_AUSZUG_
"""

Aus Anlaß des Lehrgangs in C begehrten die Kläger, Fahrtkosten für 16 Heimfahrten mit (16 x 260 x 2 x 0,36 DM *= 2 995,20 DM abzüglich Erstattung 245,20 DM *=) 2 750 DM und Verpflegungsmehraufwand für die Dienstantrittsreise in Höhe von 31 DM als Werbungskosten abzuziehen. Hiervon ließ das FA nur (16 x 260 x 0,36 DM *= 1 497,60 DM ./. 245,20 DM *=) 1 252,40 DM als Werbungskosten zu.

Die nach erfolglosem Einspruch eingelegte Klage, mit der die Kläger die Berücksichtigung weiterer Werbungskosten in Höhe von 1 627 DM beantragt hatten, wies das Finanzgericht (FG) ab. Es führte aus, die Fahrten des Klägers an das Hauptzollamt B seien keine Dienstreisen gewesen, weil sich dort seine regelmäßige Arbeitsstätte befunden habe. Es habe sich auch nicht um Fahrten zu ständig wechselnden Einsatzstellen gehandelt, da die Tätigkeiten an immer anderen Einsatzstellen für einen Zollbeamten (anders als z.B. für einen Monteur) nicht berufstypisch seien, sondern nur in Ausnahmefällen vorkämen, wie etwa dem vorliegenden und nur für eine begrenzte Zeit. Die 16 Fahrten zwischen dem Wohnort des Klägers und C seien Familienheimfahrten i.S. von § 9 Abs.1 Nr.5 des Einkommensteuergesetzes (EStG) gewesen, weil sich während der Abordnungszeit die regelmäßige, wenn auch befristete Arbeitsstätte des Klägers in C befunden habe. Der Pauschbetrag für Verpflegungsmehraufwendungen für den 27.August 1979 stehe dem Kläger jedenfalls nicht in voller Höhe zu, da ihm im Bildungszentrum C unentgeltliche Verpflegung gewährt worden sei und er dort zumindest das Abendessen habe einnehmen können. Bei einer dementsprechenden Kürzung des Pauschbetrages um 30 v.H. wirke sich der verbleibende Betrag von 25 DM wegen des Tabellensprungs nicht aus.

Mit der Revision rügen die Kläger die Verletzung von § 9 Abs.1 Satz 1 und 3 Nr.4 EStG.

Sie tragen vor, im August 1979 sei noch das Hauptzollamt A die regelmäßige Arbeitsstätte gewesen, weshalb die Fahrten nach B als Dienstreisen zu beurteilen seien. Die Annahme einer regelmäßigen Arbeitsstätte setze voraus, daß der Arbeitnehmer dort auch eine gewisse Zeit tätig werde. Dem Zeitmoment sei wesentliche Bedeutung beizumessen (Urteil des Bundesfinanzhofs --BFH-- vom 8.Juli 1983 VI R 156/79, BFHE 139, 67, BStBl II 1983, 679). Er, der Kläger, sei im August 1979 nur an sechs Tagen in B tätig gewesen. Auch unter Einbeziehung der Urlaubsabwesenheit ergebe sich erst eine Aufenthaltsdauer von einem Monat. Das reiche zur Begründung einer regelmäßigen Arbeitsstätte nicht aus. Dabei sei zu berücksichtigen, daß die Abordnung nur zu Ausbildungszwecken angeordnet worden sei und nach Beendigung der Ausbildung eine Rückkehr an das Hauptzollamt A habe erfolgen sollen.

"""

_BEREITGESTELLTE DATEN_

"""

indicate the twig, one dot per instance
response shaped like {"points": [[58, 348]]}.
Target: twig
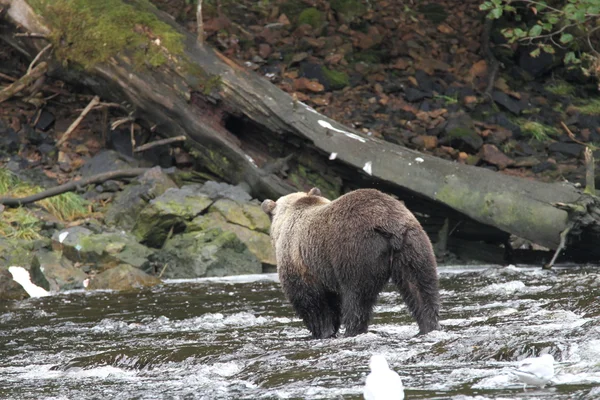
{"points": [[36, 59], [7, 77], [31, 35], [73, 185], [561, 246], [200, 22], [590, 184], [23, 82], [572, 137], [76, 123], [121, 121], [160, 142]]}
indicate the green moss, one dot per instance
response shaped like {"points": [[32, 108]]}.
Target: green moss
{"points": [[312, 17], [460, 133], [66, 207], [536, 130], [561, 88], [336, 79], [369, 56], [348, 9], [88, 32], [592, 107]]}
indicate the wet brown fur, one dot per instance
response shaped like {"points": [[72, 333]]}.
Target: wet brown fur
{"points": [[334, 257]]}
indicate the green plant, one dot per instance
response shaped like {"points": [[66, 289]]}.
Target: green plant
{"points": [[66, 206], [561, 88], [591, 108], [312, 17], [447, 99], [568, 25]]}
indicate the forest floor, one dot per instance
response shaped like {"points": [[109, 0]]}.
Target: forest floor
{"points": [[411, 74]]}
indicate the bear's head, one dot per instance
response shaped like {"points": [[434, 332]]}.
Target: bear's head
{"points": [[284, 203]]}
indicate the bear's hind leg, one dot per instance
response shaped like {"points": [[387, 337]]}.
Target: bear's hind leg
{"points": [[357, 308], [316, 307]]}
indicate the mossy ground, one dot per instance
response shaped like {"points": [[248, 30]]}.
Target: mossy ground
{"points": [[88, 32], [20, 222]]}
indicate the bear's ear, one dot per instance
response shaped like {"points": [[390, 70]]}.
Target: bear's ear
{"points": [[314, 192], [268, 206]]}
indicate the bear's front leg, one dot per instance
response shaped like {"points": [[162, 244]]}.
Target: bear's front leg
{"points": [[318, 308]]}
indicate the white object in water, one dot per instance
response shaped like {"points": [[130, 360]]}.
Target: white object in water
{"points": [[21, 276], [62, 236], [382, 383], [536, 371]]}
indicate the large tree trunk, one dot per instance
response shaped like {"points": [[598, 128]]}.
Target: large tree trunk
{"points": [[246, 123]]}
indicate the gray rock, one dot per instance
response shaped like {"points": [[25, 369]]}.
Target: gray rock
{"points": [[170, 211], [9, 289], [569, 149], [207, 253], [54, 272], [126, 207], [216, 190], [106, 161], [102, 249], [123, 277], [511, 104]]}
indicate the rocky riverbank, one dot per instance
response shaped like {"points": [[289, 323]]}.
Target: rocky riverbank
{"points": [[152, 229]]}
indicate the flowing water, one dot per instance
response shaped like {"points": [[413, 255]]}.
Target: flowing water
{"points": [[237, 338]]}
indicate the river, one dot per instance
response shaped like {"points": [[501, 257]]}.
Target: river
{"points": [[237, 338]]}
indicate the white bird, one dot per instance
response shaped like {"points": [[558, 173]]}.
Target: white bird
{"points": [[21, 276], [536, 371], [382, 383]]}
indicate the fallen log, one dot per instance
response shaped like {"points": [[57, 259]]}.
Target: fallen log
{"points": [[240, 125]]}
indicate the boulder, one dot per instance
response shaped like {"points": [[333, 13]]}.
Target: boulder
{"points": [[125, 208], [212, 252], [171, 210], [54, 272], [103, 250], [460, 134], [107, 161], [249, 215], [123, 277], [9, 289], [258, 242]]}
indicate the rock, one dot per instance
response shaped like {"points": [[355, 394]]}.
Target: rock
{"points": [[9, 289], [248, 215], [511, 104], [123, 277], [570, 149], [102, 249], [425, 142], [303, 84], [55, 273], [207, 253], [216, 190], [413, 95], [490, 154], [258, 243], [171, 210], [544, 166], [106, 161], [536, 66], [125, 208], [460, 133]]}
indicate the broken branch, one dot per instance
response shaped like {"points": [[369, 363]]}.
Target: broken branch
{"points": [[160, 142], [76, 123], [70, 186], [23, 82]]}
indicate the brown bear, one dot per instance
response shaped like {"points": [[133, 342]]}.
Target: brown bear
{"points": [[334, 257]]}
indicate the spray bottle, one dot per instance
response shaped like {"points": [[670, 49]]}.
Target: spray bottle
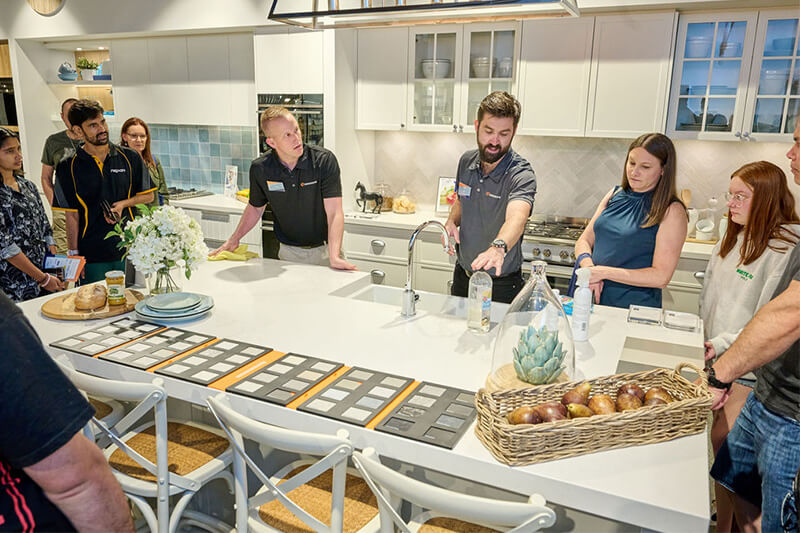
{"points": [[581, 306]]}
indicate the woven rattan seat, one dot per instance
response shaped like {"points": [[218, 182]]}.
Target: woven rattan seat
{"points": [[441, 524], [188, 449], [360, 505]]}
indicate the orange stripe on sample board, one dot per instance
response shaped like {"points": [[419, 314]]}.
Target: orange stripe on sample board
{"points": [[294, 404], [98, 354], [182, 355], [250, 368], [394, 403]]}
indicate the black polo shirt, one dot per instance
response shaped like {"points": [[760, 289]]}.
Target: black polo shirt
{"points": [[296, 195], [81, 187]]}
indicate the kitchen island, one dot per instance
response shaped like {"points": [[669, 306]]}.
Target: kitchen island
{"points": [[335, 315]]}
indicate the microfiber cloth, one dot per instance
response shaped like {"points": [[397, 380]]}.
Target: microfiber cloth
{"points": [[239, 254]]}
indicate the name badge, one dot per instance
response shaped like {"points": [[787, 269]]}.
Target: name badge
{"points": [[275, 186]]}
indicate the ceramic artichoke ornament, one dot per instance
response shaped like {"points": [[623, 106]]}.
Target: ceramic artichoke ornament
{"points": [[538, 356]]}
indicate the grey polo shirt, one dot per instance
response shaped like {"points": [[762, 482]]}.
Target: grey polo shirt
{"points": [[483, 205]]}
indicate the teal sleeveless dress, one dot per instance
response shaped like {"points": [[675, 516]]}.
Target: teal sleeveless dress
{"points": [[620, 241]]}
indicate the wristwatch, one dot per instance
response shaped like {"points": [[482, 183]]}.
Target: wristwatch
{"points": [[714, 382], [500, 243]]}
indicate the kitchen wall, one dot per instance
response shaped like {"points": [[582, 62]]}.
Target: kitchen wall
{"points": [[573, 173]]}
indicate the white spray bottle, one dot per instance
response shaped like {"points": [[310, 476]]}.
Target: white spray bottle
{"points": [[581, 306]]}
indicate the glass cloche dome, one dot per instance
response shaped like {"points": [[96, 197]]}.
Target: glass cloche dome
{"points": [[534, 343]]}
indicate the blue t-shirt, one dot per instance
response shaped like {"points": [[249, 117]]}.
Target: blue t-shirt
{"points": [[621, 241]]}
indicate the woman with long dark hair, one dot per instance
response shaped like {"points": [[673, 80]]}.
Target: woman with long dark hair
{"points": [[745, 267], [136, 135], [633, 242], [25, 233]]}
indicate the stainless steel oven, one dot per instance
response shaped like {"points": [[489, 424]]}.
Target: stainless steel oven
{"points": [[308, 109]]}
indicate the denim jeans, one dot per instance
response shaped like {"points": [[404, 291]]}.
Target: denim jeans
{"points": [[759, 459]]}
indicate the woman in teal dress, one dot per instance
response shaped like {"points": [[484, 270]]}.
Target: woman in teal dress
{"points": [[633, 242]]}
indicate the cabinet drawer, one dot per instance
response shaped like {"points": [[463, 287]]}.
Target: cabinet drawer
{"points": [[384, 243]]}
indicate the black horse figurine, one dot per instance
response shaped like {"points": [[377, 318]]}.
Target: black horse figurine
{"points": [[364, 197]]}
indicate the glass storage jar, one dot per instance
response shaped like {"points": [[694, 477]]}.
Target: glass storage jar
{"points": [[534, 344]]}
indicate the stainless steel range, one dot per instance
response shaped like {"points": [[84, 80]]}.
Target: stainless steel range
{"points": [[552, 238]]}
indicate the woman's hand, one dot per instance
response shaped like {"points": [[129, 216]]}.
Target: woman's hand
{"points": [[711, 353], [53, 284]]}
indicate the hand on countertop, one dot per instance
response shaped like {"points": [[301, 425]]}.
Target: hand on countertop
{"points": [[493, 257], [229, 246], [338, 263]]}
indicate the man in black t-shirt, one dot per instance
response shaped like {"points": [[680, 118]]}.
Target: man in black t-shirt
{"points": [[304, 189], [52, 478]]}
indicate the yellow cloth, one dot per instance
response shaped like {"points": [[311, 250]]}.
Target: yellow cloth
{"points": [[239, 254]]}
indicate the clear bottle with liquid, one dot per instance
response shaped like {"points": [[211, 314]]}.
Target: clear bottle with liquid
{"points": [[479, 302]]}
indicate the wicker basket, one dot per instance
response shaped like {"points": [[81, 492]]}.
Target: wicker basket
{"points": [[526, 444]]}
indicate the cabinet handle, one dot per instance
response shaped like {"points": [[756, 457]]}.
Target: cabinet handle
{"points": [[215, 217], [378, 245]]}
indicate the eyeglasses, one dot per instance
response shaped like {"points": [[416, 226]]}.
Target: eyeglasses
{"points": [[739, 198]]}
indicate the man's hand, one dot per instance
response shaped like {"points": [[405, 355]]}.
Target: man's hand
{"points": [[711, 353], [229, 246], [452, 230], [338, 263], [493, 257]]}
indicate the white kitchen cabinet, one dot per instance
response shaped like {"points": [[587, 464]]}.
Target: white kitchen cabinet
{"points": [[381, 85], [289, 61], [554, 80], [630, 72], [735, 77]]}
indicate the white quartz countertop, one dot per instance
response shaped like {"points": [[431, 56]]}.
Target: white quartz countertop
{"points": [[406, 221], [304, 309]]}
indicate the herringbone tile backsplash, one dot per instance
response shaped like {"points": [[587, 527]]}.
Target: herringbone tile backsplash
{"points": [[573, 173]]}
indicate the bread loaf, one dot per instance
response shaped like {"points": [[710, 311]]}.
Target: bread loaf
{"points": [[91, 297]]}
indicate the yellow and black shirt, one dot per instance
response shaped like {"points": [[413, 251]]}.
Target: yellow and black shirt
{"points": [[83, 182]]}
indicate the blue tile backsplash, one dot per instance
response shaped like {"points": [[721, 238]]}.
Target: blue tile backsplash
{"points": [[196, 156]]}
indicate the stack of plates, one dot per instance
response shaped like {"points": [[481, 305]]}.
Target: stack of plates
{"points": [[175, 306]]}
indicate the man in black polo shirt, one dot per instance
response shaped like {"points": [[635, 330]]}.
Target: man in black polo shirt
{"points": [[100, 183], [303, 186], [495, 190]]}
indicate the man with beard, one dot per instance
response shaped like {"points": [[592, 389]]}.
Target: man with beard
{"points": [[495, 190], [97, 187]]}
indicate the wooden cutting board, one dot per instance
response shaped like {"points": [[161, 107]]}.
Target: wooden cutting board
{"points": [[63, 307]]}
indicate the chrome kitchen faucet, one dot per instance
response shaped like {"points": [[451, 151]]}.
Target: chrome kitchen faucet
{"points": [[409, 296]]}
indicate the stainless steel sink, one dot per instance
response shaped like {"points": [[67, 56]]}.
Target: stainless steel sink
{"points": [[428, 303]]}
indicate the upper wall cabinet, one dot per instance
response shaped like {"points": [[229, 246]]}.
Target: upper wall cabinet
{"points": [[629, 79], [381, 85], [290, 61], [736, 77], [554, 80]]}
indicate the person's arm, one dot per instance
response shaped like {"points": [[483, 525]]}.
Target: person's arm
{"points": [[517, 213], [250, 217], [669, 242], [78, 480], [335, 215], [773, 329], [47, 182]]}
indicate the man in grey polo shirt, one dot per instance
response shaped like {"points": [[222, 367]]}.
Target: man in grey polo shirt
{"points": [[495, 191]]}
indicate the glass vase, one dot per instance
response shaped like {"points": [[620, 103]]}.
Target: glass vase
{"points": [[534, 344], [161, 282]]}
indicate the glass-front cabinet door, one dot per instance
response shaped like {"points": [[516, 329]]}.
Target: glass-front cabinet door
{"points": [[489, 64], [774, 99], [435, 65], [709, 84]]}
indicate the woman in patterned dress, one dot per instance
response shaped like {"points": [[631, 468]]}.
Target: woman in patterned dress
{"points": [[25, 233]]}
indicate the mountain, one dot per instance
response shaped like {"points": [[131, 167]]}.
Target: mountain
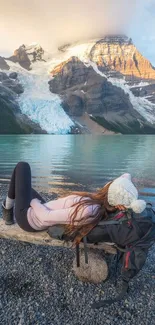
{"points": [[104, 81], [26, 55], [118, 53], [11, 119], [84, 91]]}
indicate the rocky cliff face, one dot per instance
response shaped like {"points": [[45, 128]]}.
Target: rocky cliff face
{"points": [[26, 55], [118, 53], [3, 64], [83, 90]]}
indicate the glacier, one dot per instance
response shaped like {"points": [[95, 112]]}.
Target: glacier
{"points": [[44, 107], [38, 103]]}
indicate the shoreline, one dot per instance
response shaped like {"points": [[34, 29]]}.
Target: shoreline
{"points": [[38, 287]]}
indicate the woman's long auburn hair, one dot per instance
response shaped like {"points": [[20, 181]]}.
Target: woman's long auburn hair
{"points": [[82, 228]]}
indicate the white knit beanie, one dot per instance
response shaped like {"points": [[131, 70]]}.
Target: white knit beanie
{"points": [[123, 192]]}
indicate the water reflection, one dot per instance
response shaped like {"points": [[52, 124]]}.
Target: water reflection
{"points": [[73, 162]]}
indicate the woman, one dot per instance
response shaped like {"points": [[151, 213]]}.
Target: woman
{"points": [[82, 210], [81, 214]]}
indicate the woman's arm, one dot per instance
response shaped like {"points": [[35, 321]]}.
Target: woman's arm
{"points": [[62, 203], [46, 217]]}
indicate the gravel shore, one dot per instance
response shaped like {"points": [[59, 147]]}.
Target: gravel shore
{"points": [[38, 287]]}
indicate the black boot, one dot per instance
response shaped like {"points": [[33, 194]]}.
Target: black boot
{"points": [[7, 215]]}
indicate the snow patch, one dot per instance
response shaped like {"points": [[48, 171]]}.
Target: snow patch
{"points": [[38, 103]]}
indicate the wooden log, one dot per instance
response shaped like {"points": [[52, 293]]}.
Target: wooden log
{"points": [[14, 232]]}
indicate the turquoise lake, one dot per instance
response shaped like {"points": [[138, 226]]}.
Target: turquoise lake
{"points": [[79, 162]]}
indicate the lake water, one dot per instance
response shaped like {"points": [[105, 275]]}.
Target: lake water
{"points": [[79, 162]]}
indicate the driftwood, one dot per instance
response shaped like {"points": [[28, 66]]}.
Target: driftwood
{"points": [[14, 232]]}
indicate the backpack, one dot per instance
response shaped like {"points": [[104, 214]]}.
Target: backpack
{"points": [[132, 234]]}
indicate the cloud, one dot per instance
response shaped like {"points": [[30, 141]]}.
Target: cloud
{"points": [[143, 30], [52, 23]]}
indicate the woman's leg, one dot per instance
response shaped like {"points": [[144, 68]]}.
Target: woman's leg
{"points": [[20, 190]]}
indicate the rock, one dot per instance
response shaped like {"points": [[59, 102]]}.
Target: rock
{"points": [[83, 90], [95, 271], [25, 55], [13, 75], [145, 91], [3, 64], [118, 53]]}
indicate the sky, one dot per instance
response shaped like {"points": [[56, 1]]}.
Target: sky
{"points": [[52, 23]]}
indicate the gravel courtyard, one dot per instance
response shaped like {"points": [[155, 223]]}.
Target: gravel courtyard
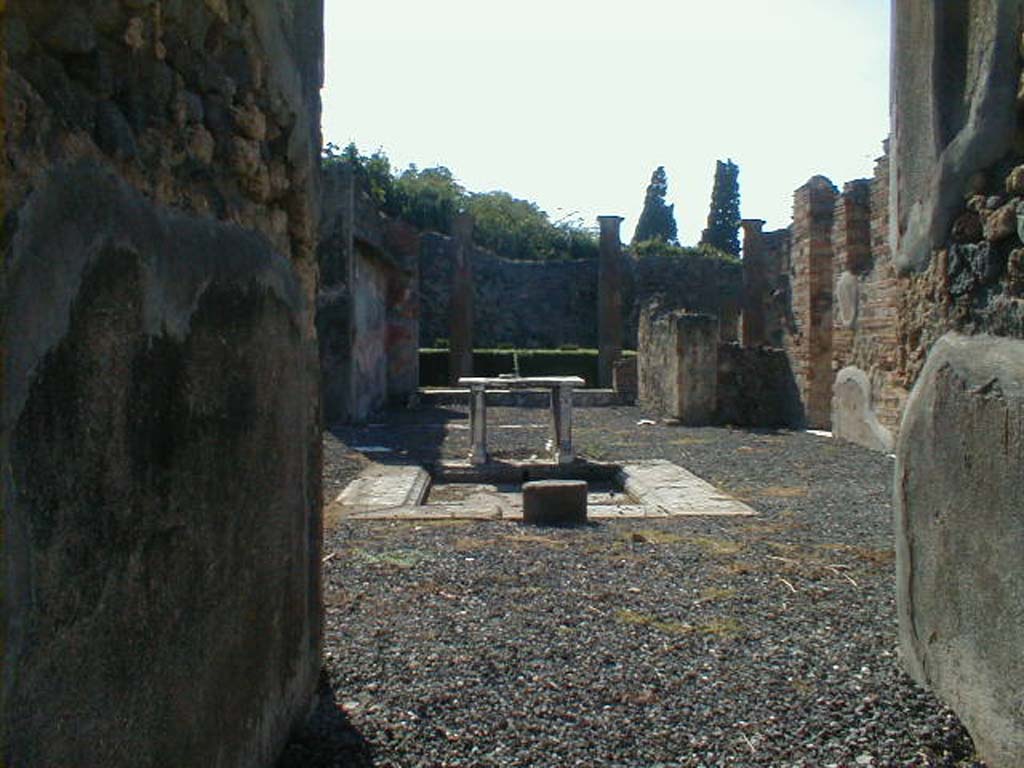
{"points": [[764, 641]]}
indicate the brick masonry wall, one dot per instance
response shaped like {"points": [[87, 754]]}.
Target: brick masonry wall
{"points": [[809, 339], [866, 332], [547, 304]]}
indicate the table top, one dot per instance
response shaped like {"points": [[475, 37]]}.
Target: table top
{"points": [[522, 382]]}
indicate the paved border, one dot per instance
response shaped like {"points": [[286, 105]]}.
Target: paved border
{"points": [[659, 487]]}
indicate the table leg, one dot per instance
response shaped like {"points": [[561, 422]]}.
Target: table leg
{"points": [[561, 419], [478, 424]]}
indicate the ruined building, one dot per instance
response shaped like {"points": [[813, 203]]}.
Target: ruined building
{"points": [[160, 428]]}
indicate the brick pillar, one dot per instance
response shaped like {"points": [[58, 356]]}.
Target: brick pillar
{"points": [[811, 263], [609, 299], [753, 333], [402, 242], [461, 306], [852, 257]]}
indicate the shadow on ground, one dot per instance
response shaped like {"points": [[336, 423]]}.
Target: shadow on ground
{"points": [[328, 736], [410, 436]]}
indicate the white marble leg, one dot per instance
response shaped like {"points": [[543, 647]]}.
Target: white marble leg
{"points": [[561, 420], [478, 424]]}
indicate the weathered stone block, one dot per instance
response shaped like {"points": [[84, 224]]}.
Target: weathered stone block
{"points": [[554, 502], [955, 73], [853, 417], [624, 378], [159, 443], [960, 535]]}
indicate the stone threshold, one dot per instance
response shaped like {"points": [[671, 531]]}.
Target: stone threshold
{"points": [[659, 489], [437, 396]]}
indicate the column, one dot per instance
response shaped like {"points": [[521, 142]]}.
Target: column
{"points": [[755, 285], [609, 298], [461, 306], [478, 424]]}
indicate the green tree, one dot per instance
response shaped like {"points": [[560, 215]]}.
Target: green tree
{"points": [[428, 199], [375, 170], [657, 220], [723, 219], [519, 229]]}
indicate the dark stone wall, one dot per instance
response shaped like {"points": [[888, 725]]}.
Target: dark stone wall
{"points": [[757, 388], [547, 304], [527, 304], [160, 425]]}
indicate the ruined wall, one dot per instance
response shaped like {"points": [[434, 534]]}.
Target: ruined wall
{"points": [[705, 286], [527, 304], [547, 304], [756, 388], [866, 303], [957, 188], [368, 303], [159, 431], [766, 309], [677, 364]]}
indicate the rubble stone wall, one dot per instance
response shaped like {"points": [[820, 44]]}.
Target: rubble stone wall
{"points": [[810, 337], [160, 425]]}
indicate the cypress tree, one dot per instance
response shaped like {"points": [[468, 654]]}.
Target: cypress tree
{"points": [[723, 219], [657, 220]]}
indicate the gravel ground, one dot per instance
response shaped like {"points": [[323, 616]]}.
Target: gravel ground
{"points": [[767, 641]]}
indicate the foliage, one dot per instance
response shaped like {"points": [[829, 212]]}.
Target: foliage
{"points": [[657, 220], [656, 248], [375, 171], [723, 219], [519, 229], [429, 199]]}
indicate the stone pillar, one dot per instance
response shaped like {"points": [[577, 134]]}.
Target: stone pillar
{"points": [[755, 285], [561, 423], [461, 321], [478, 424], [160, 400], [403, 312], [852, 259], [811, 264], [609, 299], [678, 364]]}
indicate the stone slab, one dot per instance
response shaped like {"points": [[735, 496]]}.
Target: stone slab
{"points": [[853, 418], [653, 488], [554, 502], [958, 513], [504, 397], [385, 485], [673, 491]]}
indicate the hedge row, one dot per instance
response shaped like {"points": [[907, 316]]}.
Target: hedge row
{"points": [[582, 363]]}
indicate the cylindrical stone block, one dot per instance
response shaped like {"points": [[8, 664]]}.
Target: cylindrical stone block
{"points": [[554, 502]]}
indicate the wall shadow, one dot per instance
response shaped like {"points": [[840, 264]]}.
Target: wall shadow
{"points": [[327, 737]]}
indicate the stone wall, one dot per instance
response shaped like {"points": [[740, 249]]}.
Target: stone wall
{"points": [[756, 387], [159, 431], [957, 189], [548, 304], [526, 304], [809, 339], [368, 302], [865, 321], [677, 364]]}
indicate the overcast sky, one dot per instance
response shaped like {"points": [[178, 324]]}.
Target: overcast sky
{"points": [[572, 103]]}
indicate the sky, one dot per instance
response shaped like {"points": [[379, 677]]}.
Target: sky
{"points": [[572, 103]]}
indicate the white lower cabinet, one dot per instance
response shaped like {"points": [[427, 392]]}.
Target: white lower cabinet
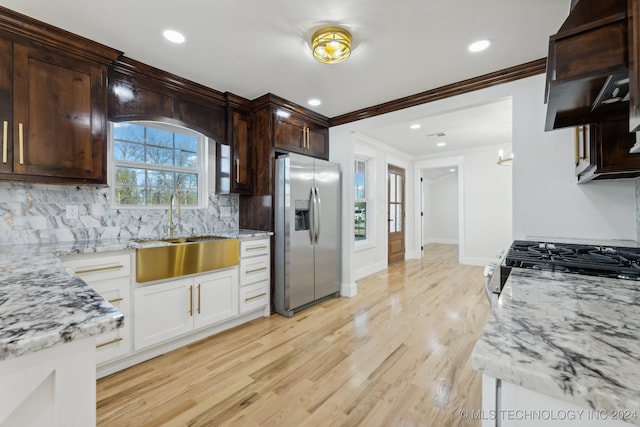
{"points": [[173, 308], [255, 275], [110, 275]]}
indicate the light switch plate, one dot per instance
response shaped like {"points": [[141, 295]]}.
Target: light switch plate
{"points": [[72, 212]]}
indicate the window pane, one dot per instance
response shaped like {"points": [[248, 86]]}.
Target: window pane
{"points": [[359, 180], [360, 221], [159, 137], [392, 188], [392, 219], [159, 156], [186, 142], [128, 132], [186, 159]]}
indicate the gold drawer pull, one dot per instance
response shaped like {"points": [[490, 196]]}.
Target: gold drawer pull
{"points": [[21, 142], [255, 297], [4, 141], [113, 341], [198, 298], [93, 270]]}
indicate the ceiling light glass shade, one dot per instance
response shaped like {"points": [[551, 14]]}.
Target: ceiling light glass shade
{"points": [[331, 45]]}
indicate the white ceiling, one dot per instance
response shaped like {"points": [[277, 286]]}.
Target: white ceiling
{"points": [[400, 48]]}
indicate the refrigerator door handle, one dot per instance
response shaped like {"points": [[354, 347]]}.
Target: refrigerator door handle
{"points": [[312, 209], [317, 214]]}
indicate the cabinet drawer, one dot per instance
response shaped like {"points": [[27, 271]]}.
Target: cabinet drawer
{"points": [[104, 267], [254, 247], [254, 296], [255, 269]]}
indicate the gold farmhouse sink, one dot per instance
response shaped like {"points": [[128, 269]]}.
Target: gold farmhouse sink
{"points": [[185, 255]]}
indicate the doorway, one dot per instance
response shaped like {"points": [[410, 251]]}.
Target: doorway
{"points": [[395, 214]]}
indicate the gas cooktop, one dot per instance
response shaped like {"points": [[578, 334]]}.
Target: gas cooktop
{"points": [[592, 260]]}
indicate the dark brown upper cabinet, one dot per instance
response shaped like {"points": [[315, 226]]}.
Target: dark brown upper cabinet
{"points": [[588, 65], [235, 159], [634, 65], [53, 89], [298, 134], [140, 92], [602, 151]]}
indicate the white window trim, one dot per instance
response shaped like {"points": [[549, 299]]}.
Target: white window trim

"""

_ARBEITSAUFTRAG_
Erklären Sie bitte anhand des Auszugs in ein bis drei Sätzen, weshalb dem Kläger nach Ansicht des Finanzgerichts der Pauschbetrag für Verpflegungsmehraufwendungen für den 27. August 1979 nicht in voller Höhe zustand.

_LÖSUNG_
Nach Auffassung des Finanzgerichts wurde dem Kläger im Bildungszentrum C unentgeltliche Verpflegung gewährt. Er konnte dort zumindest das Abendessen einnehmen, weshalb ihm der Pauschbetrag jedenfalls nicht in voller Höhe zustand.